Problem

Crimes against humanity


Experimental visualization of narrower problems
Nature:

Crimes against humanity include acts committed against a group and inhumane acts committed against any civilian population. In this respect crimes against humanity is the wider concept, including in it the crime of genocide. In accordance with the Nürnberg Principles as formulated by the International Law Commission, crimes against humanity are the following: "Murder, extermination, enslavement, deportation and other inhuman acts done against civilian populations, or persecution on political, racial or religious grounds, when such acts are done or such persecutions are carried out in execution or in connection with any crime against peace or any war crime".

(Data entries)
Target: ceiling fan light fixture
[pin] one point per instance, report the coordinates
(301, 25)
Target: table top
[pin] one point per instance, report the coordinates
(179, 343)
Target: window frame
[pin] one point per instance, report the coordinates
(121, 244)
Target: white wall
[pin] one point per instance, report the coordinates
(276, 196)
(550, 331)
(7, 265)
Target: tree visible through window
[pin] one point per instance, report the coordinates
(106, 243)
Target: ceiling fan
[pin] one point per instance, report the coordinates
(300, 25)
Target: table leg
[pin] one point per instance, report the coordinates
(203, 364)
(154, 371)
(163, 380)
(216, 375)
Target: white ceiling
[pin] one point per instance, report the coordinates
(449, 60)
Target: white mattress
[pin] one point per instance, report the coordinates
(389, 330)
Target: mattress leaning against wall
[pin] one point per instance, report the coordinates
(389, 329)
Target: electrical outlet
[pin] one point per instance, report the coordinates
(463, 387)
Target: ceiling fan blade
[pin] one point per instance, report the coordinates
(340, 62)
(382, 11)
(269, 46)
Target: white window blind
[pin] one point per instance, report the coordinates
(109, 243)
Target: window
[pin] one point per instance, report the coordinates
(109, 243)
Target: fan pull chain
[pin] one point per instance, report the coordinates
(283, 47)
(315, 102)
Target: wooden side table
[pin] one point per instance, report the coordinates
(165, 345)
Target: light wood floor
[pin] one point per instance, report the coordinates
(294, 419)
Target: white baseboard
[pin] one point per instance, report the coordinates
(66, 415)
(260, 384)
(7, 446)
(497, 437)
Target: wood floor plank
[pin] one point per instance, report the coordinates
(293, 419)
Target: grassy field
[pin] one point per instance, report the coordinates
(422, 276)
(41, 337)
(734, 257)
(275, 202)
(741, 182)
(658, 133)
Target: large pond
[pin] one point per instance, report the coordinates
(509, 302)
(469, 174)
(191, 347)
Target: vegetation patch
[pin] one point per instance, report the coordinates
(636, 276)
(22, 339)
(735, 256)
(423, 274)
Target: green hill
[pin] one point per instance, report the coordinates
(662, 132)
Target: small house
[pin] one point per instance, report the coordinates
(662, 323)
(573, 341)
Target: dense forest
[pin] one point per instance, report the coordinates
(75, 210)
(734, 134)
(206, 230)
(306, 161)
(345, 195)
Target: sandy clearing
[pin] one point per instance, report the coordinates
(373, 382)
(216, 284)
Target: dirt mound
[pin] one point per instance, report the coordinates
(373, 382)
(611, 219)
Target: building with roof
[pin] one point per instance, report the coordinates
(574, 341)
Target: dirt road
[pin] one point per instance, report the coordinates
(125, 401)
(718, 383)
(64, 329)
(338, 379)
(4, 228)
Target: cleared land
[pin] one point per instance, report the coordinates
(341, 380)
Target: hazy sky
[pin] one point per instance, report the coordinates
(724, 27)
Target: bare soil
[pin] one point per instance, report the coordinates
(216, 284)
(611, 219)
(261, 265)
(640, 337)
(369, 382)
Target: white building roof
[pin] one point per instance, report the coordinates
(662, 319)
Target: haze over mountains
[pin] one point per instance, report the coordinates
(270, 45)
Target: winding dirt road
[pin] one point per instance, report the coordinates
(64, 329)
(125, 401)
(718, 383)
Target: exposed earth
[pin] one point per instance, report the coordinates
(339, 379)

STATED GOAL 1. Decide whether each statement agrees with the passage on crimes against humanity, answering yes or no and quoting the words that settle it: (a) crimes against humanity is a narrower concept than genocide; (b) the Nürnberg Principles cited were formulated by the International Law Commission; (c) deportation is listed among crimes against humanity.
STATED GOAL 2. Select every line of the records that contains the string "mattress", treating case as significant.
The records bear no relation to the passage on crimes against humanity.

TASK SOLUTION 1.
(a) No: "crimes against humanity is the wider concept, including in it the crime of genocide"
(b) Yes: "In accordance with the Nürnberg Principles as formulated by the International Law Commission"
(c) Yes: "Murder, extermination, enslavement, deportation and other inhuman acts done against civilian populations"

TASK SOLUTION 2.
Target: white mattress
Target: mattress leaning against wall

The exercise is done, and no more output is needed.